▶ _Task brief_: Make an exact copy of the entries below with the pictures removed.

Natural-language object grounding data
-- Opening Marker --

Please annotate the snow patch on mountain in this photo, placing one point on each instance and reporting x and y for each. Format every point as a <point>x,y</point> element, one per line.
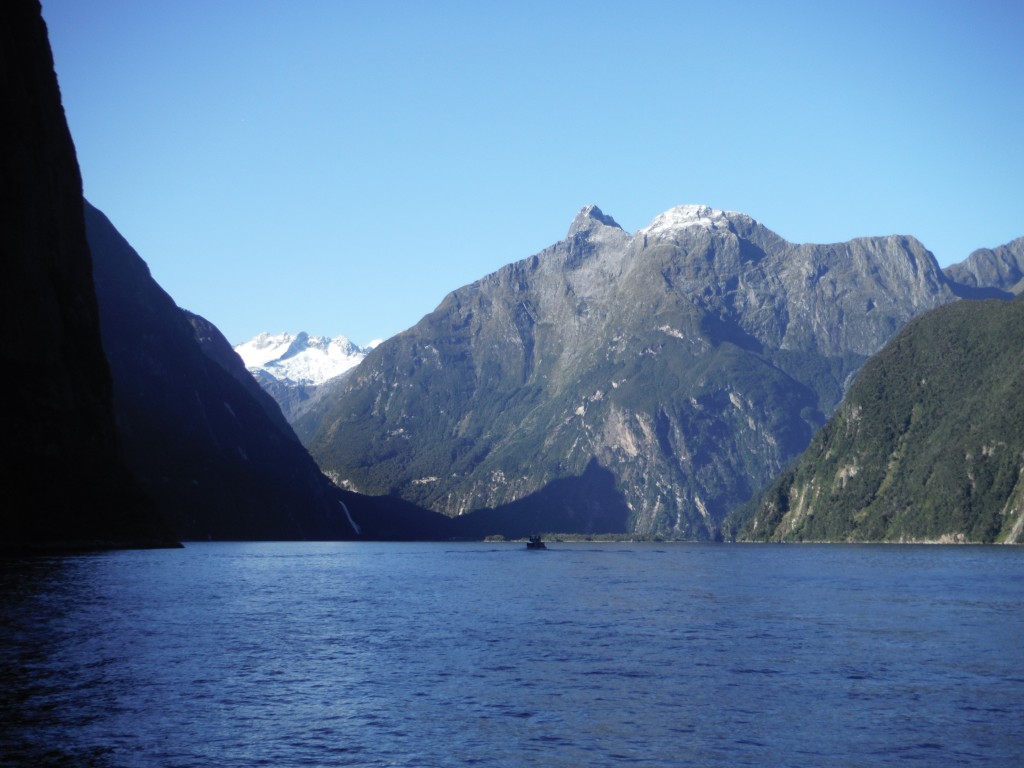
<point>690,215</point>
<point>301,358</point>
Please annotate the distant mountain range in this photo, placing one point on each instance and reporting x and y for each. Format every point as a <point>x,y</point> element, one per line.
<point>647,383</point>
<point>208,443</point>
<point>292,368</point>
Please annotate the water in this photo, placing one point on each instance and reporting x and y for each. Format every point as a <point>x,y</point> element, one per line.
<point>428,654</point>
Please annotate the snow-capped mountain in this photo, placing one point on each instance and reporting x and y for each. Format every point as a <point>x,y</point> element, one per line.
<point>301,358</point>
<point>293,368</point>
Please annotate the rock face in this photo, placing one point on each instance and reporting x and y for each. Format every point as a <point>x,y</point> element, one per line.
<point>204,439</point>
<point>690,360</point>
<point>928,445</point>
<point>64,483</point>
<point>994,268</point>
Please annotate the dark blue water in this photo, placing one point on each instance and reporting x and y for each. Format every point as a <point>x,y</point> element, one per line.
<point>386,654</point>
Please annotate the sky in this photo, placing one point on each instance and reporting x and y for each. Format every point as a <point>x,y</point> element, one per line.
<point>339,167</point>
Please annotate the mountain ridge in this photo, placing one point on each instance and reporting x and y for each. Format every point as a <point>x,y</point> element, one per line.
<point>927,446</point>
<point>692,358</point>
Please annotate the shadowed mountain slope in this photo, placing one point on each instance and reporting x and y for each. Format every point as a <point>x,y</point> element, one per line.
<point>692,359</point>
<point>928,445</point>
<point>64,484</point>
<point>203,437</point>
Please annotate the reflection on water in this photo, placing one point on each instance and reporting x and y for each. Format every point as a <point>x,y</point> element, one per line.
<point>406,654</point>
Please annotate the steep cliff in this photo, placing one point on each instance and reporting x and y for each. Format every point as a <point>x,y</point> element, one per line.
<point>64,483</point>
<point>205,440</point>
<point>928,445</point>
<point>690,360</point>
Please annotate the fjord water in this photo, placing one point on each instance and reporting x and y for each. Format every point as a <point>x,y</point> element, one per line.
<point>436,654</point>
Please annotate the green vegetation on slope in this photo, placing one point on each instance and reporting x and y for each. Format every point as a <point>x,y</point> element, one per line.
<point>928,445</point>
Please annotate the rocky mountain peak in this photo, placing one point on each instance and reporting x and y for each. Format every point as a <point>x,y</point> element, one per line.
<point>589,218</point>
<point>693,215</point>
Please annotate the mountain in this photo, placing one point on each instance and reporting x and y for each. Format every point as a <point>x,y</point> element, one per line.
<point>928,445</point>
<point>201,435</point>
<point>293,368</point>
<point>654,380</point>
<point>65,485</point>
<point>999,269</point>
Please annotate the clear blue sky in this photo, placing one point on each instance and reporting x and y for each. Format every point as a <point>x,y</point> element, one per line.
<point>339,167</point>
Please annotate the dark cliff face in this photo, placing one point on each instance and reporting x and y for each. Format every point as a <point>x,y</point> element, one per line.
<point>928,445</point>
<point>690,360</point>
<point>64,483</point>
<point>204,439</point>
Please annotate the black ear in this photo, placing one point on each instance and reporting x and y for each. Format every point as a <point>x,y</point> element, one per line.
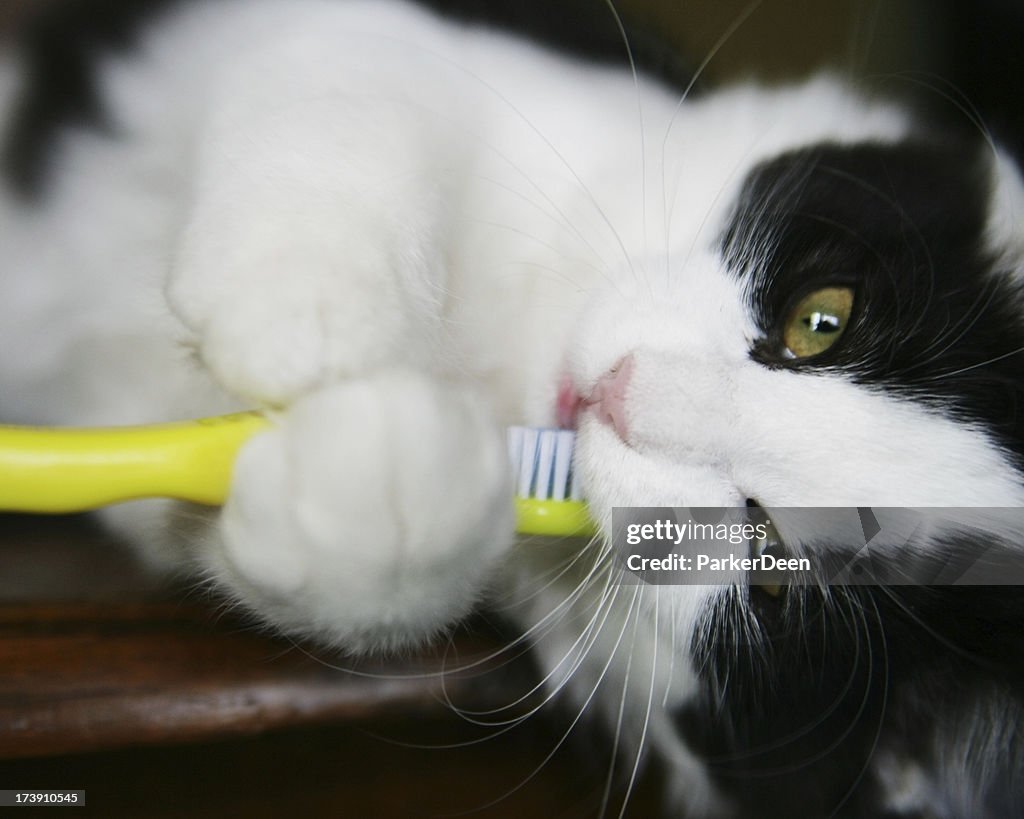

-- Closing Marker --

▶ _Result for this exercise_:
Please annotate the snow patch on mountain in this photo, placing one point on each instance and reporting x and y for each. Format every point as a <point>x,y</point> element, one per line.
<point>690,215</point>
<point>301,358</point>
Please annotate the distant mountain range in this photo, placing one point on each instance and reporting x and y for each. Format every point as a <point>x,y</point> element, one per line.
<point>647,383</point>
<point>208,443</point>
<point>292,368</point>
Please annotate the water in this photo, placing one point on each instance and reporting x and y for each. Format every point as a <point>x,y</point> element, one per line.
<point>428,654</point>
Please annotate the snow-capped mountain in this photo, placing one point on each instance and reporting x and y for each. Format every point as a <point>x,y</point> element, one per line.
<point>301,358</point>
<point>293,368</point>
Please annotate the rock face in this photo, placing one point on each instance and reporting x and y for each. Format every point as a <point>x,y</point> element, one per line.
<point>204,439</point>
<point>690,360</point>
<point>928,445</point>
<point>64,483</point>
<point>994,268</point>
Please annotate the dark blue water in this photo, placing one point on each instance and reporting x and y for each. Format every point as a <point>x,y</point> element, one per line.
<point>386,654</point>
Please annotate the sky in this photo, placing one point on each instance and reporting x and y for each. Format every point as a <point>x,y</point> element, one per line.
<point>339,167</point>
Please annotate the mountain ridge in this photo, placing one point on each instance and reporting x and y for each. Format every point as a <point>x,y</point> element, one per line.
<point>927,446</point>
<point>692,358</point>
Please annotate the shadowed mountain slope in this photo, placing one point on each instance and reporting x and y for each. Format every point as a <point>x,y</point> element, one per line.
<point>692,359</point>
<point>928,445</point>
<point>64,484</point>
<point>203,437</point>
Please annotate the reflection on water in this photo, placing one point on each instance and reporting x and y for each. Format every point as a <point>x,y</point> element, one per line.
<point>406,654</point>
Please annotate the steep cliff in this photo, placing one point on each instance and reporting x and y for each. Format every point as a <point>x,y</point> element, one per line.
<point>64,483</point>
<point>205,440</point>
<point>928,445</point>
<point>690,360</point>
Please annotate the fjord water in this photo, placing one point on each instance and reporting x and y for each. Format every point as a <point>x,y</point> element, one per line.
<point>436,654</point>
Please annotate the green vegetation on slope in this photo, placing one point on each instance and reporting x and y for each. Format every point as a <point>x,y</point> element, one per line.
<point>928,445</point>
Please annotate the rocky mountain peak in this photo, placing one point on each instance and reporting x and y for each. Format every point as a <point>x,y</point> element, one per line.
<point>589,218</point>
<point>693,215</point>
Please annotate the mountain in this photo, placing one point on each instance and reporting x and y for each. Format every point as a <point>x,y</point> element, one per line.
<point>928,445</point>
<point>201,435</point>
<point>293,368</point>
<point>654,380</point>
<point>65,485</point>
<point>999,269</point>
Please annotate the clear blue sky in this photo, placing one point on each instance and reporting x and y for each. Format every point as a <point>x,y</point> element, one per line.
<point>339,167</point>
Please annotate the dark cliff face in this photo, placing one point on each instance and reporting x and y for each. Format every point as a <point>x,y</point> element, one per line.
<point>928,445</point>
<point>690,360</point>
<point>64,483</point>
<point>204,439</point>
Please annotate the black ear in this photo, placing one point on each instance and reporting x and y for each. Format every point as a <point>x,y</point> element, one per line.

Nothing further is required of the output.